┌─ AVAILABLE DATA

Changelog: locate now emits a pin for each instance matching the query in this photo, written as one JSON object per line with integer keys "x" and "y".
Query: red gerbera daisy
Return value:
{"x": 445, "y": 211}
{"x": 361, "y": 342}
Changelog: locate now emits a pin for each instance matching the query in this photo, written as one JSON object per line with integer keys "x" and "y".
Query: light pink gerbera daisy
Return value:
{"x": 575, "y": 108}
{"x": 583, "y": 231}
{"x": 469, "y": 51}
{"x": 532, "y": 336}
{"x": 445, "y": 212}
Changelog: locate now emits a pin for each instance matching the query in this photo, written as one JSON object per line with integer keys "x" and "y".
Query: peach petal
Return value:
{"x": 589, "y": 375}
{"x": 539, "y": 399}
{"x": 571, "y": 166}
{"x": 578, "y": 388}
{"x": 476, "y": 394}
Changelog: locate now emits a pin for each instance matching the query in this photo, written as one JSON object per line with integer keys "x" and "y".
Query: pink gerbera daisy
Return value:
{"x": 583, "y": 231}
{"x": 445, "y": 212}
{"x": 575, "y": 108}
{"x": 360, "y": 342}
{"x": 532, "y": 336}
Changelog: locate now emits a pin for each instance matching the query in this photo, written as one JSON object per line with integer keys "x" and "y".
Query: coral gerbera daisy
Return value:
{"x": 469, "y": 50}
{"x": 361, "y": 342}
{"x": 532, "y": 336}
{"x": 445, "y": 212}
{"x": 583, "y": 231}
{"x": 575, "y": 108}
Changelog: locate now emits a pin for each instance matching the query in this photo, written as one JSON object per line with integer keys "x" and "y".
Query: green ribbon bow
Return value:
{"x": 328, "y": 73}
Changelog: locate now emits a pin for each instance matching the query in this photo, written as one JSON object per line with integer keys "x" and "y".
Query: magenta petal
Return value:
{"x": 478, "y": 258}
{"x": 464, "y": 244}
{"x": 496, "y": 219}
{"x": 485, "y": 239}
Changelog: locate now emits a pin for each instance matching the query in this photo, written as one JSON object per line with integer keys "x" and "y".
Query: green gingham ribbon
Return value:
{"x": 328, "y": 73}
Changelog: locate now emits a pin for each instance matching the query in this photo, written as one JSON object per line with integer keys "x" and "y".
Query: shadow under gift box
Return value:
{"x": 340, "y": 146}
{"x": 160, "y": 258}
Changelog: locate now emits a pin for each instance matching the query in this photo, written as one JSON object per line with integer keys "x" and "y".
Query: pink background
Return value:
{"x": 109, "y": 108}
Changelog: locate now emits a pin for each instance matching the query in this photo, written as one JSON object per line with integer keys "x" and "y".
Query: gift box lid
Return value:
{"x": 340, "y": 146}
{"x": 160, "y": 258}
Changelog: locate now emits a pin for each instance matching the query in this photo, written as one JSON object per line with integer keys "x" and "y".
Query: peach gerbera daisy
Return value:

└─

Nothing should be left out: repeat all of the data exactly.

EXERCISE ANSWER:
Changelog: locate now emits a pin for each instance matching the query in this photo, written as one JSON object per line with integer keys "x" and "y".
Query: red gerbera daisy
Return value:
{"x": 445, "y": 211}
{"x": 361, "y": 342}
Changelog: locate now emits a pin for each instance matching the query in this photo, written as one JSON object per line with integer keys "x" and "y".
Query: light pink gerbera daisy
Return value:
{"x": 575, "y": 108}
{"x": 583, "y": 231}
{"x": 469, "y": 51}
{"x": 532, "y": 336}
{"x": 445, "y": 212}
Changelog: locate now emits a pin for each instance matching the query in this photo, written as one JSON object per line with integer keys "x" and "y".
Query: peach petal
Return value:
{"x": 589, "y": 375}
{"x": 539, "y": 399}
{"x": 571, "y": 166}
{"x": 578, "y": 388}
{"x": 476, "y": 394}
Changelog: locate now emits a pin for each instance matching the query in this photo, written as one JSON object per line with integer keys "x" and "y".
Query: pink gerbera daisy
Return value:
{"x": 583, "y": 231}
{"x": 445, "y": 212}
{"x": 575, "y": 108}
{"x": 360, "y": 342}
{"x": 532, "y": 336}
Changelog: locate now emits a pin for each instance matching the query in this photo, written as one JSON object per line with integer keys "x" and "y".
Query: coral gerbera daisy
Return value:
{"x": 469, "y": 50}
{"x": 361, "y": 342}
{"x": 532, "y": 336}
{"x": 445, "y": 212}
{"x": 583, "y": 231}
{"x": 575, "y": 108}
Changelog: locate now emits a pin for each instance matching the query in this photo, written as one JSON object per line with integer keys "x" and "y".
Query: green ribbon bow
Return value:
{"x": 328, "y": 73}
Changelog: locate now emits a pin for each instance matching the query in this photo, written as one JSON object per line with integer keys "x" and "y".
Query: magenta petal
Return value:
{"x": 478, "y": 258}
{"x": 464, "y": 244}
{"x": 496, "y": 219}
{"x": 485, "y": 239}
Changelog: locate now emits a pin for each instance matching the query in this photo, written as one JSON object per line with integer keys "x" and "y".
Query: green gingham ribbon
Return value:
{"x": 328, "y": 73}
Changelog: locate now emits a pin for each instance matching the query in this photo, written as one JSON object per line with integer keys "x" and "y".
Query: shadow under gift box
Return value:
{"x": 340, "y": 146}
{"x": 160, "y": 258}
Changelog: locate now emits a pin for each instance matching the query in this photo, written as one JSON object per line with integer keys "x" and "y".
Query: pink background
Return value:
{"x": 109, "y": 108}
Changelog: locate now emits a pin for each instance matching the query in this photo, written as one JSON object per line with integer keys "x" and "y".
Query: gift box lid
Return value:
{"x": 340, "y": 146}
{"x": 160, "y": 258}
Changelog: locate now emits a pin for each instance matching the query in this photo, written as one JSON object per line with integer keys "x" and "y".
Query: peach gerbera daisy
Return value:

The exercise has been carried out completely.